TEXTAUSZUG:
Green Lung – Woodland Rites

von am 7. April 2019 in Album

Green Lung – Woodland Rites

Kein Wunder, dass Green Lung die Auflagen ihrer physischen Tonträger derzeit innerhalb von Minuten restlos ausverkaufen: Woodland Rites hat die Substanz und das einnehmende Auftreten, um Freunde des gepflegten Doom Metal und Stoner Rock in den okkulten Freudentanz zu versetzen.

Dass die Band aus South London die Qualitäten hat, um sich schnell eine treue Fanbase zu sichern, war über die erste Demo Green Man Rising sowie vor allem Free the Witch aus dem vergangenen Jahr irgendwo selbstverständlich: Ästhetisch und stilistisch konnten sich die Anhänger von Pigs Pigs Pigs Pigs Pigs Pigs Pigs und Devil’s Witches über Windhand und Witchcraft bis zu Uriah Heep und Uncle Acid and the Deadbeats unmittelbar auf den stets ein bisschen okkulten, mit dem Mystizismus naturalistischer B-Movier flirtendem Genregebräu der Engländer einigen.
Für ihren ersten Hexenzirkel im Langspielformat wollten sich Tom Templar (Vocals), Scott Masson (Gitarre), Andrew Cave (Bass) und Matt Wiseman (Drums) allerdings nicht in dieser Komfortzone ausruhen und haben das Klangspektrum um Organist John Wright erweitert sowie das Songwriting generell weitläufiger und ambitionierter angelegt als bisher an. Classic Rock, Britfolk oder Proto-metallische Elemente aus der Garage fusionieren nun wie selbstverständlich mit dem angestammten Sound der Band, ergeben einen wunderbar runden Fluss. Dass die beiden Albumhälften vielleicht ein bisschen zu routiniert (zumindest beinahe) jeweils vom kürzesten zum längsten Song steigern (und dabei entsprechend von strukturell griffig zu progressiver mutieren), ist im Grunde kein Malheur.

ARBEITSAUFTRAG:
Gib die obige Rezension zum Album Woodland Rites vollständig und wortgetreu aus.

EXTRAHIERTE DATEN:
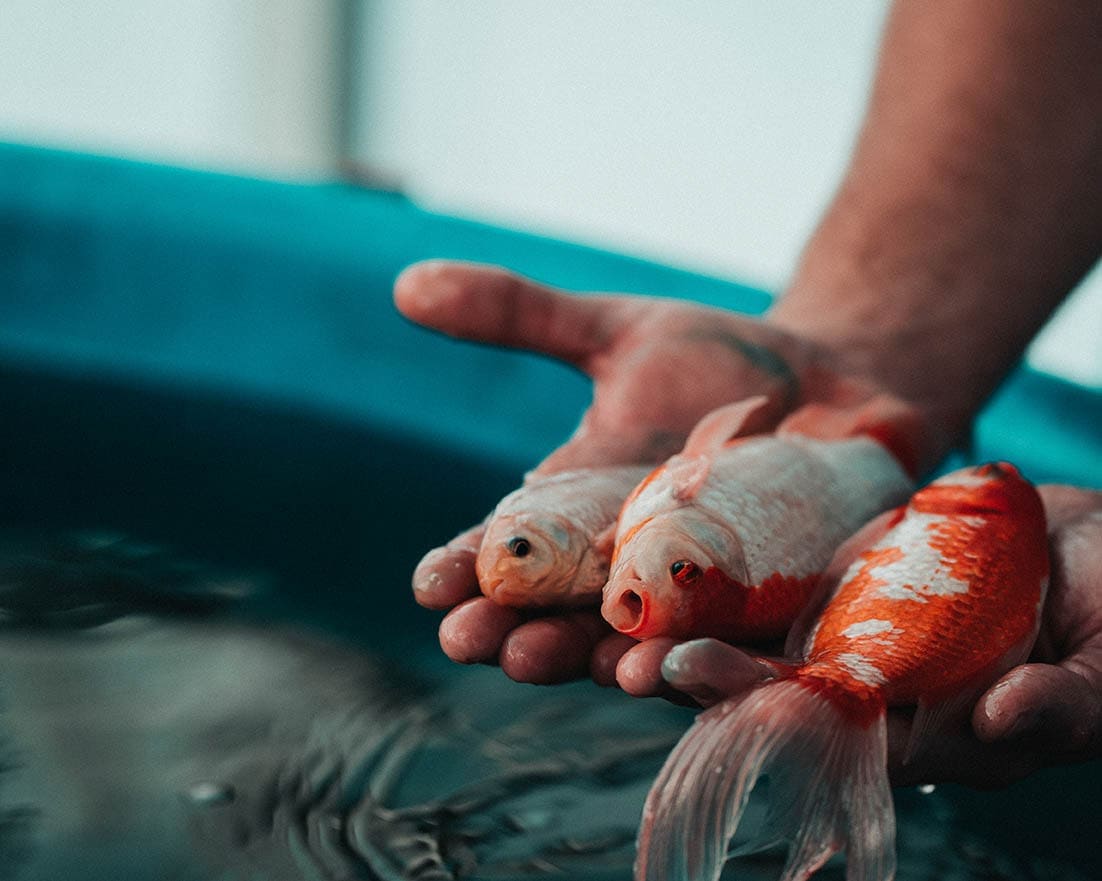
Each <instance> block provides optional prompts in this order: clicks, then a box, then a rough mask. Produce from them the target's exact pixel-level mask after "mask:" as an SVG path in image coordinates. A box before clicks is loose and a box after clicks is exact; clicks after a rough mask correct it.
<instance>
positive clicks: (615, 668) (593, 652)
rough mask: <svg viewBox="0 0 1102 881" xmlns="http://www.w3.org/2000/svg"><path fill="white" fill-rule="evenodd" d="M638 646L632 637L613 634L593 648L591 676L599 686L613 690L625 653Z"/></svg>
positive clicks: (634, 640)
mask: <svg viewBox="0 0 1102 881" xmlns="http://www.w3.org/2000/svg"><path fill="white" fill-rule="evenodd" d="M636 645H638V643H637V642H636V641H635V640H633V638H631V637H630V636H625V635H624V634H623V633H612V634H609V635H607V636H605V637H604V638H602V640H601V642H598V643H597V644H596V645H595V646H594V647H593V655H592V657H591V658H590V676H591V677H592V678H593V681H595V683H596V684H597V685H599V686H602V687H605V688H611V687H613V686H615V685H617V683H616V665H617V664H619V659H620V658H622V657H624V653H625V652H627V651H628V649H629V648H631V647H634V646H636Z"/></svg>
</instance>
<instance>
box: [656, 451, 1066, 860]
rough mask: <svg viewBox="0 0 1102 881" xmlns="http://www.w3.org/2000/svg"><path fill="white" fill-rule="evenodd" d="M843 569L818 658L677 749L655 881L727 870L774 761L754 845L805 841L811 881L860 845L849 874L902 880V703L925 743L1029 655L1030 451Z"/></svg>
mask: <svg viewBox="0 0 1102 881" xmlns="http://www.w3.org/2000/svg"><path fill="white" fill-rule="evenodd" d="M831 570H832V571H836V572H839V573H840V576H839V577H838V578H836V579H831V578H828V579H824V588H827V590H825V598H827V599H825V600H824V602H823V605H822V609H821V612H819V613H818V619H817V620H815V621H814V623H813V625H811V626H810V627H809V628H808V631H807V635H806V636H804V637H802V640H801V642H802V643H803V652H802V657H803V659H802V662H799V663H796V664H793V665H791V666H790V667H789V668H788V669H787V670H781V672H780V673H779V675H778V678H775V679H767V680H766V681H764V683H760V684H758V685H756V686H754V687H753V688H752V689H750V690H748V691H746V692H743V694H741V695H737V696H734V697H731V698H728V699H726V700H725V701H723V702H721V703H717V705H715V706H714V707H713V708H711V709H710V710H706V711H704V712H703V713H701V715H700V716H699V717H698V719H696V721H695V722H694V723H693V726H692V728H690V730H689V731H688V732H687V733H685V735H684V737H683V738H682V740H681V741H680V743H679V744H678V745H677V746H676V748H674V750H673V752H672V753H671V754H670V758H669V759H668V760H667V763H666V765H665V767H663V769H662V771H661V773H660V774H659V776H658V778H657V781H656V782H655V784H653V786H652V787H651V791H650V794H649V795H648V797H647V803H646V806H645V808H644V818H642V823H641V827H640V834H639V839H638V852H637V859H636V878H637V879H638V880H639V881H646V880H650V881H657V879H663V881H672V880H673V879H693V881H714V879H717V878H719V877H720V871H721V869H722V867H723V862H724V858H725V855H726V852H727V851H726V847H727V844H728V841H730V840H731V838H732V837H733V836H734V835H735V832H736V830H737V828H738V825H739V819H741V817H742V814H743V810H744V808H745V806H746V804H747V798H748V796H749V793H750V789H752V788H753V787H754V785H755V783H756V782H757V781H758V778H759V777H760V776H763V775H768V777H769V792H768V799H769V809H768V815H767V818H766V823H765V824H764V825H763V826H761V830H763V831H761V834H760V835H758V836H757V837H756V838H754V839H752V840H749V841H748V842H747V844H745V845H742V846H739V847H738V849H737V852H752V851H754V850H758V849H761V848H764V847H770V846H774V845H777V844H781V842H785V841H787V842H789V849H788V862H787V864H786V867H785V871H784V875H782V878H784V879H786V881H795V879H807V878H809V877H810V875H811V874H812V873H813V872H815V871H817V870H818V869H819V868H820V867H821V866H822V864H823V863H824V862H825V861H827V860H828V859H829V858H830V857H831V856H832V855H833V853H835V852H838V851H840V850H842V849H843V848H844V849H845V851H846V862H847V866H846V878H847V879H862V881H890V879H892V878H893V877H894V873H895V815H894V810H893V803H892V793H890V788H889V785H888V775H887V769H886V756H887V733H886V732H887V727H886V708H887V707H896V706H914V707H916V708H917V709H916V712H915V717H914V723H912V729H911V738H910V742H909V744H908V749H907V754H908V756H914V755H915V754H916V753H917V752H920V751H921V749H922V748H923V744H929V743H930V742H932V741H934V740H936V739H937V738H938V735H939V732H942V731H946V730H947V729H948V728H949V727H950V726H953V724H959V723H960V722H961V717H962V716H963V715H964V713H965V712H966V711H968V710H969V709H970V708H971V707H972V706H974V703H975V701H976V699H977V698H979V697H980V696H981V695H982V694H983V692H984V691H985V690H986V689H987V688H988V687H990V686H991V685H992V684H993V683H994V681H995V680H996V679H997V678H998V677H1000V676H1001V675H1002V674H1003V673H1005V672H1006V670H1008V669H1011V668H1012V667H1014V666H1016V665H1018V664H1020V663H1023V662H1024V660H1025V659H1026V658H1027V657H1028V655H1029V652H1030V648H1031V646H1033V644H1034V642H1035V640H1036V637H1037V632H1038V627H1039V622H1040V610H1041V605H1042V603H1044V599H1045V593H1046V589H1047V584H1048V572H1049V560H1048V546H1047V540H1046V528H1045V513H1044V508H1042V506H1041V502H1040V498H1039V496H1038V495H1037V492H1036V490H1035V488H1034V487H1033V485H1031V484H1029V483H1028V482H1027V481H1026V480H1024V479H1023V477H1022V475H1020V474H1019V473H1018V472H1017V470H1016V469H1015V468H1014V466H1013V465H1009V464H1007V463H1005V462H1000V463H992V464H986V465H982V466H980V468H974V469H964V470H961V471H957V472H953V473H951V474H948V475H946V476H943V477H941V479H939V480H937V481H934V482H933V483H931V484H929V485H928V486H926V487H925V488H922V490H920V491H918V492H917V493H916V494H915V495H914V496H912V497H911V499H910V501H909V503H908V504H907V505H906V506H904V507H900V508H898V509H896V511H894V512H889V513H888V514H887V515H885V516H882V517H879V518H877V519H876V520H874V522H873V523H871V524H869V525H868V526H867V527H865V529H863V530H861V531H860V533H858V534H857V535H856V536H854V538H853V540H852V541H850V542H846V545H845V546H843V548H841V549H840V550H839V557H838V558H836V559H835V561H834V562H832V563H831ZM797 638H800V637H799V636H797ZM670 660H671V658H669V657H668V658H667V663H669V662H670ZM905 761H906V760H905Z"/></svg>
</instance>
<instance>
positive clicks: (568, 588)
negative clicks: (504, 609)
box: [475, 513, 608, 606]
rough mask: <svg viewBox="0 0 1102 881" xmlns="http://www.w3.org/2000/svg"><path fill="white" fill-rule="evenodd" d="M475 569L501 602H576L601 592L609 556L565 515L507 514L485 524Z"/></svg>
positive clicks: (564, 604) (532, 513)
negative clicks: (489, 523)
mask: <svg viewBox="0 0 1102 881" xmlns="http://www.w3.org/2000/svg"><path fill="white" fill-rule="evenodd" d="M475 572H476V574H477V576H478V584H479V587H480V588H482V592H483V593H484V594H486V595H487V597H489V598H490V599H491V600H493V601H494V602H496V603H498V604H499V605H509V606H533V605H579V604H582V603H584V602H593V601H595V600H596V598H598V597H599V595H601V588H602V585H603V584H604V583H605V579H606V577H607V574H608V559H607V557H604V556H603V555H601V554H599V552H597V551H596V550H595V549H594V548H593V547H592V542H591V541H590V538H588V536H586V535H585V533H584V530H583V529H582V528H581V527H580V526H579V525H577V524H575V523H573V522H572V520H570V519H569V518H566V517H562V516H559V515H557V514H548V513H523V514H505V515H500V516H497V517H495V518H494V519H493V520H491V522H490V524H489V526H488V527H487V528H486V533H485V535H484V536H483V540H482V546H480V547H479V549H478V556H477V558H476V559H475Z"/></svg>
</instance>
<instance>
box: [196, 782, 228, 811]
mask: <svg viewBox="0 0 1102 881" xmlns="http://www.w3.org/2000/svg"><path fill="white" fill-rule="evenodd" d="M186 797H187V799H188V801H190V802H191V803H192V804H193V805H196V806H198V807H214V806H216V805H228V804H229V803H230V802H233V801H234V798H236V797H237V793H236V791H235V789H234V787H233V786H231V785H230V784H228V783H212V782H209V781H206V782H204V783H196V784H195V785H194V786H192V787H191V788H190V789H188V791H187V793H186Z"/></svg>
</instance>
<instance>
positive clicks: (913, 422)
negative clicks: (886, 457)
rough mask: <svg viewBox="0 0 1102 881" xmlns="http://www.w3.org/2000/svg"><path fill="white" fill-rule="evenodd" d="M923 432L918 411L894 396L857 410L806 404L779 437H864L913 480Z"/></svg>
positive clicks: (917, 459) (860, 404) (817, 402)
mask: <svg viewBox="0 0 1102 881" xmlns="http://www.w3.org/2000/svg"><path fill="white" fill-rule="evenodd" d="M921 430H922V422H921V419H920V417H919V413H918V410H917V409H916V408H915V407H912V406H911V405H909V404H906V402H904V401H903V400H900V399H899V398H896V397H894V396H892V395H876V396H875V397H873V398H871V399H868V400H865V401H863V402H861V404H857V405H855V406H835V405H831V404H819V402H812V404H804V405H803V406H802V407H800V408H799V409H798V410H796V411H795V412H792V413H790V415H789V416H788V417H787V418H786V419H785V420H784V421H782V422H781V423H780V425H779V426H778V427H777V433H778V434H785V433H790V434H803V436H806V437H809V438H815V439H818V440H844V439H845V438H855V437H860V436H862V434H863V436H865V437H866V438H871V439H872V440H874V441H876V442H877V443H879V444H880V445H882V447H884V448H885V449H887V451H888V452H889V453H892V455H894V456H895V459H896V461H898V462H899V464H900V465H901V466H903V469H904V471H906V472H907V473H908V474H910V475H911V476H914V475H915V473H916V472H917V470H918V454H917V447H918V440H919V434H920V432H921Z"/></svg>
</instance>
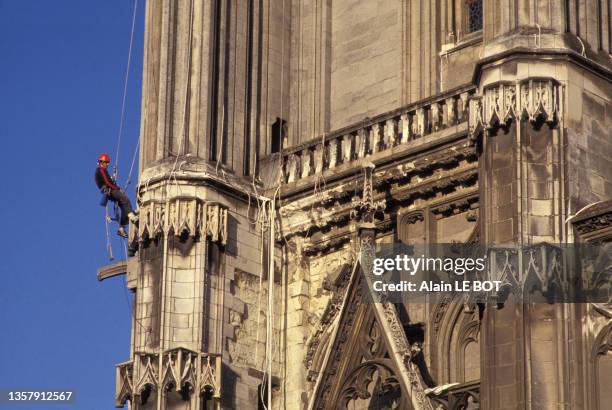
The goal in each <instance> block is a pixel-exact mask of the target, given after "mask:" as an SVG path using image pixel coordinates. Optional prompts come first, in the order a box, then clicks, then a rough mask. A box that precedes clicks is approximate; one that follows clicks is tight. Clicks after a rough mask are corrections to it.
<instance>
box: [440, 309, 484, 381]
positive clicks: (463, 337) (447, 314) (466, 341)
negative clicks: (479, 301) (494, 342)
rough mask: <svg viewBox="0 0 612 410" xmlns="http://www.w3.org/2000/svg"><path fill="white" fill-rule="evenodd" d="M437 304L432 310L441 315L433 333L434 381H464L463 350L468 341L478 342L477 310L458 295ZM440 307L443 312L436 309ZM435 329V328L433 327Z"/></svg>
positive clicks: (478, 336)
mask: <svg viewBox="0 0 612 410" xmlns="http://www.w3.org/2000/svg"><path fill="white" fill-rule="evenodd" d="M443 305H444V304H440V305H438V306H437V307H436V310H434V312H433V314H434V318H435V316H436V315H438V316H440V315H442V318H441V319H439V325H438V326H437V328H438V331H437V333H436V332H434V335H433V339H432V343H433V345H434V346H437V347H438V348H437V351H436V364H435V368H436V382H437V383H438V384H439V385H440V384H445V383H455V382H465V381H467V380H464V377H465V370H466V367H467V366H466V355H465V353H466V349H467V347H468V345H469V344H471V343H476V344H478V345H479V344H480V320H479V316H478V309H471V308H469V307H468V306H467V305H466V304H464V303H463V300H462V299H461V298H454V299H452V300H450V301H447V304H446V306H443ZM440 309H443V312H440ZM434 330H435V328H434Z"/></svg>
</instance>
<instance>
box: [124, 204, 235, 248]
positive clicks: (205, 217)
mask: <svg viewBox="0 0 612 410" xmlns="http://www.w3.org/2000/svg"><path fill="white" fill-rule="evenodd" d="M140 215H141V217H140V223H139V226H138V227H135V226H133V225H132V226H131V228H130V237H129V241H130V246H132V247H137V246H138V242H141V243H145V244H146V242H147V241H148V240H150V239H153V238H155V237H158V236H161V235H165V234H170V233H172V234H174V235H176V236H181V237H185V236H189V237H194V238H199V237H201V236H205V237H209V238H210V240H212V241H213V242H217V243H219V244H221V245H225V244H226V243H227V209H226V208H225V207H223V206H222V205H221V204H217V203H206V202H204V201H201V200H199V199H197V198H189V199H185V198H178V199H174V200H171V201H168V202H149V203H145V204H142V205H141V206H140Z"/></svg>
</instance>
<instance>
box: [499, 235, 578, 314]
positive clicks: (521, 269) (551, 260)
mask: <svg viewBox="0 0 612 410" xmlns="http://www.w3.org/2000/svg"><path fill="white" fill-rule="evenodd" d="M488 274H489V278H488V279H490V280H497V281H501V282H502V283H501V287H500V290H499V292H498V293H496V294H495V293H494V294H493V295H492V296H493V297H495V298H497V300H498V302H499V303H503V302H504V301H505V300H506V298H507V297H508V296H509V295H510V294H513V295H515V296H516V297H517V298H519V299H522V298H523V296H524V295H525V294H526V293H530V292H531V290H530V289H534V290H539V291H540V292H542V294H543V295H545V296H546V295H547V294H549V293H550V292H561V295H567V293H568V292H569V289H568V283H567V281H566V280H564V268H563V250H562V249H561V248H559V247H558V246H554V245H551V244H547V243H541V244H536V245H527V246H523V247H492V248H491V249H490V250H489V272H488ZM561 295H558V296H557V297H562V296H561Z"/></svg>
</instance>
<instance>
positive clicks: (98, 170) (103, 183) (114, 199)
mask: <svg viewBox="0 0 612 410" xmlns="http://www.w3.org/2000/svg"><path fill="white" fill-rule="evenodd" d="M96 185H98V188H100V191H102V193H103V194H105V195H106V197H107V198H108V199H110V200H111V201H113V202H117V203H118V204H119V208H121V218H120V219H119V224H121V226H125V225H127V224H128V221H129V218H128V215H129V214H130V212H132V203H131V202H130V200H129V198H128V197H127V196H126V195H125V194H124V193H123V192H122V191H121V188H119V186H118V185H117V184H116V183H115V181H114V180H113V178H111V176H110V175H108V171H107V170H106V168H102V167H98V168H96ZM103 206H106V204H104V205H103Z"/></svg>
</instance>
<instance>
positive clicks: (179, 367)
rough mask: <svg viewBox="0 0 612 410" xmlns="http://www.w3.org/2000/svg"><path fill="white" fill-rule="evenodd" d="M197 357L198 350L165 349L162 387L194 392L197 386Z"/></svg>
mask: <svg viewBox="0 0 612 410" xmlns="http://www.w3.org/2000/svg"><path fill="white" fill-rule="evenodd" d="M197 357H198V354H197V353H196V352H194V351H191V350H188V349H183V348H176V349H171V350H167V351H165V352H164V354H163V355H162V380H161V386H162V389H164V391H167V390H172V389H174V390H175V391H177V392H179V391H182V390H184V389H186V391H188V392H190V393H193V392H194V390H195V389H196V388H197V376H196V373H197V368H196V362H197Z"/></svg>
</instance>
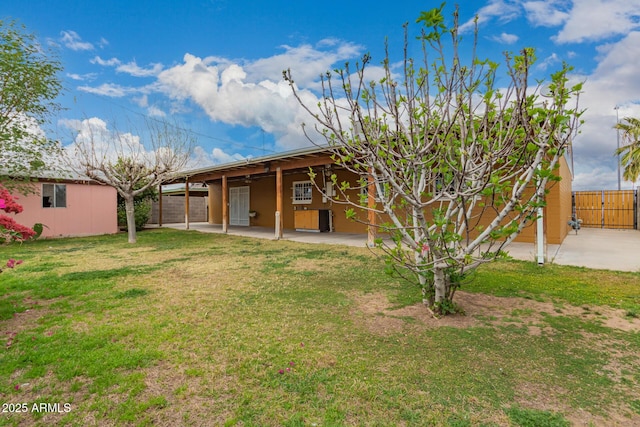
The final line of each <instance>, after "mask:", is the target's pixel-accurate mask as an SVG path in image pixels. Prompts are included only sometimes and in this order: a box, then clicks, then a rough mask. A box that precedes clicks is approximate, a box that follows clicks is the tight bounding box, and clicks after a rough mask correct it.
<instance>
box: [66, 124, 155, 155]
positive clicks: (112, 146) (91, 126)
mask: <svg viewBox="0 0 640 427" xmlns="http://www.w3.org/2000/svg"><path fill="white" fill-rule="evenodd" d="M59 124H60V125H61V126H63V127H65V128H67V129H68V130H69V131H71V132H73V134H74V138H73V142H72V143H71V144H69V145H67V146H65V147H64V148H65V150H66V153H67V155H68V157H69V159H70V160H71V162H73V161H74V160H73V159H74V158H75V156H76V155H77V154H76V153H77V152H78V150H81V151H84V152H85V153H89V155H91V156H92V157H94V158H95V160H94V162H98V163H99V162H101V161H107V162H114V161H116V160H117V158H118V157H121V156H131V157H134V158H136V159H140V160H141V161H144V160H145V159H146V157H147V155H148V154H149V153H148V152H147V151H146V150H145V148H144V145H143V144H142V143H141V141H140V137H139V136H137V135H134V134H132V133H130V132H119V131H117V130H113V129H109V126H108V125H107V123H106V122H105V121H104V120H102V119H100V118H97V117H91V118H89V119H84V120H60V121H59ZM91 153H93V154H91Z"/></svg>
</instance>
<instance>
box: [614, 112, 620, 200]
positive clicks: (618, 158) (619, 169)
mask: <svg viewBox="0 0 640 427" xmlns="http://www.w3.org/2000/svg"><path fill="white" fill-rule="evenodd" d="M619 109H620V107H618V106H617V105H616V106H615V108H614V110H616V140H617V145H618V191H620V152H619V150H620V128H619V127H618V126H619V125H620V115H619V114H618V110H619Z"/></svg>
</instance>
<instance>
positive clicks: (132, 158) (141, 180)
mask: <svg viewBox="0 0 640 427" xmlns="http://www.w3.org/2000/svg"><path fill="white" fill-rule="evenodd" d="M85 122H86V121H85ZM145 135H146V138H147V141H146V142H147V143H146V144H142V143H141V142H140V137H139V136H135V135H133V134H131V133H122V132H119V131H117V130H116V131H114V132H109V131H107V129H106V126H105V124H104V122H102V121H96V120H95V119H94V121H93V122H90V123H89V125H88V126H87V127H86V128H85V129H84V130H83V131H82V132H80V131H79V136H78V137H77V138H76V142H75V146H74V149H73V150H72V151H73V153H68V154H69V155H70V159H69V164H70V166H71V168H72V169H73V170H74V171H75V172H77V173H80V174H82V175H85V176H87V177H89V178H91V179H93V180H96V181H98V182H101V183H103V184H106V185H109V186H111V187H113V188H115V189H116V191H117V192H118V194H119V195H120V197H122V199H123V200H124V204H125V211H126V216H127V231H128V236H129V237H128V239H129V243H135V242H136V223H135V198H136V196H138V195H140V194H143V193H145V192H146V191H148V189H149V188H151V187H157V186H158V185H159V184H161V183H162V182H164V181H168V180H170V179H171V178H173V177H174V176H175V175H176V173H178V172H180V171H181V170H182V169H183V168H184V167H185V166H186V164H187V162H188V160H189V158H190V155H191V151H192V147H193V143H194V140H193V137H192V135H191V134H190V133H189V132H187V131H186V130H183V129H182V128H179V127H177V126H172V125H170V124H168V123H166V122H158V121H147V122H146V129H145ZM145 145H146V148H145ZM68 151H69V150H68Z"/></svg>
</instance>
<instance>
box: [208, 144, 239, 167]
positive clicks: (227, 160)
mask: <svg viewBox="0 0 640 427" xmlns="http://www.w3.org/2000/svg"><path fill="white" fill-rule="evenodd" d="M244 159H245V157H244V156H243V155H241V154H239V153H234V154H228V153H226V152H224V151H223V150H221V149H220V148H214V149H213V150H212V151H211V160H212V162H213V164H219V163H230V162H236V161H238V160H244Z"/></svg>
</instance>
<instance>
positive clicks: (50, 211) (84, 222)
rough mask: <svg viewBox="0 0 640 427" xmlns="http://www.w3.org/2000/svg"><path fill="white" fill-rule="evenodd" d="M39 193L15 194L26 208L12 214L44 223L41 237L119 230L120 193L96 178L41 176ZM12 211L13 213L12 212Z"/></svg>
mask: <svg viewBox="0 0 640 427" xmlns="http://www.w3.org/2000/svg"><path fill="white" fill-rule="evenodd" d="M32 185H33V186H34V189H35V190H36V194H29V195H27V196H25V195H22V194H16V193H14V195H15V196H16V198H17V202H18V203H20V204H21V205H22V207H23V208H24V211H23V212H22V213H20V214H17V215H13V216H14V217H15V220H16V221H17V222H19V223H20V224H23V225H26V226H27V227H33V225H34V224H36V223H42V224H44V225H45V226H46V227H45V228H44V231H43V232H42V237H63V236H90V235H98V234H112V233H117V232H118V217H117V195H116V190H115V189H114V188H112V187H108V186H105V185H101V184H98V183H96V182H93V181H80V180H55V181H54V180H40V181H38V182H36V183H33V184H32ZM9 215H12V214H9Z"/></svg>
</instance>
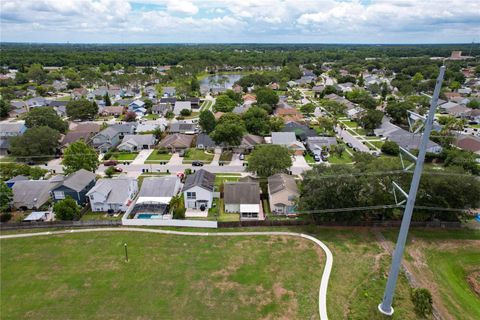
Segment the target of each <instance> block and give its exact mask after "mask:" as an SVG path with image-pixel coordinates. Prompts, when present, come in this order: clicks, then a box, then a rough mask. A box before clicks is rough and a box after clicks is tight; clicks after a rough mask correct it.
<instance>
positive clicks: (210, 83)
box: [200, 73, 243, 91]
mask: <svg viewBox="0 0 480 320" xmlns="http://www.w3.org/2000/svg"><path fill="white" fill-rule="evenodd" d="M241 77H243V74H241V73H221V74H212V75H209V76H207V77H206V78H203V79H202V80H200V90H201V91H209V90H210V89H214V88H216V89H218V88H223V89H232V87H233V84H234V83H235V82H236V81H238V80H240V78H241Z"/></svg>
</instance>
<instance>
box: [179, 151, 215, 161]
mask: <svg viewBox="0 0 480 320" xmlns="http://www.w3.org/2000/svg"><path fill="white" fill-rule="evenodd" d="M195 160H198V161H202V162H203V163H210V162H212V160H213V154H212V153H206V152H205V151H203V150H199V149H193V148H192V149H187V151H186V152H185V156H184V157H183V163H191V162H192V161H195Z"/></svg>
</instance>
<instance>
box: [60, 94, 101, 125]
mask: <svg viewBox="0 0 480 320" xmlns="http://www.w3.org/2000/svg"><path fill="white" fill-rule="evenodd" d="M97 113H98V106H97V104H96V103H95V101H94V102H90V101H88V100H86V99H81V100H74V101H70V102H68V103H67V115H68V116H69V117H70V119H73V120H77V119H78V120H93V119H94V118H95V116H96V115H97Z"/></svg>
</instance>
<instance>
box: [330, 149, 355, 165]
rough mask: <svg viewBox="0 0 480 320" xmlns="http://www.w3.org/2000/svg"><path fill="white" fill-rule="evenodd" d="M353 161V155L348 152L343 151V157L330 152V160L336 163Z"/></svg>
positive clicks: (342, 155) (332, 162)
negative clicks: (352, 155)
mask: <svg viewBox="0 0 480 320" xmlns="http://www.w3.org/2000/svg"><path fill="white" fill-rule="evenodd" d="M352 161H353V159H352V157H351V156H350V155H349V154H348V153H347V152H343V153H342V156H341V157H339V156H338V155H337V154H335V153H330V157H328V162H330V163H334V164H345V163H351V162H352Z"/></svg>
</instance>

ERGEBNIS:
Green Lung – Woodland Rites

von am 7. April 2019 in Album

Green Lung – Woodland Rites

Kein Wunder, dass Green Lung die Auflagen ihrer physischen Tonträger derzeit innerhalb von Minuten restlos ausverkaufen: Woodland Rites hat die Substanz und das einnehmende Auftreten, um Freunde des gepflegten Doom Metal und Stoner Rock in den okkulten Freudentanz zu versetzen.

Dass die Band aus South London die Qualitäten hat, um sich schnell eine treue Fanbase zu sichern, war über die erste Demo Green Man Rising sowie vor allem Free the Witch aus dem vergangenen Jahr irgendwo selbstverständlich: Ästhetisch und stilistisch konnten sich die Anhänger von Pigs Pigs Pigs Pigs Pigs Pigs Pigs und Devil’s Witches über Windhand und Witchcraft bis zu Uriah Heep und Uncle Acid and the Deadbeats unmittelbar auf den stets ein bisschen okkulten, mit dem Mystizismus naturalistischer B-Movier flirtendem Genregebräu der Engländer einigen.
Für ihren ersten Hexenzirkel im Langspielformat wollten sich Tom Templar (Vocals), Scott Masson (Gitarre), Andrew Cave (Bass) und Matt Wiseman (Drums) allerdings nicht in dieser Komfortzone ausruhen und haben das Klangspektrum um Organist John Wright erweitert sowie das Songwriting generell weitläufiger und ambitionierter angelegt als bisher an. Classic Rock, Britfolk oder Proto-metallische Elemente aus der Garage fusionieren nun wie selbstverständlich mit dem angestammten Sound der Band, ergeben einen wunderbar runden Fluss. Dass die beiden Albumhälften vielleicht ein bisschen zu routiniert (zumindest beinahe) jeweils vom kürzesten zum längsten Song steigern (und dabei entsprechend von strukturell griffig zu progressiver mutieren), ist im Grunde kein Malheur.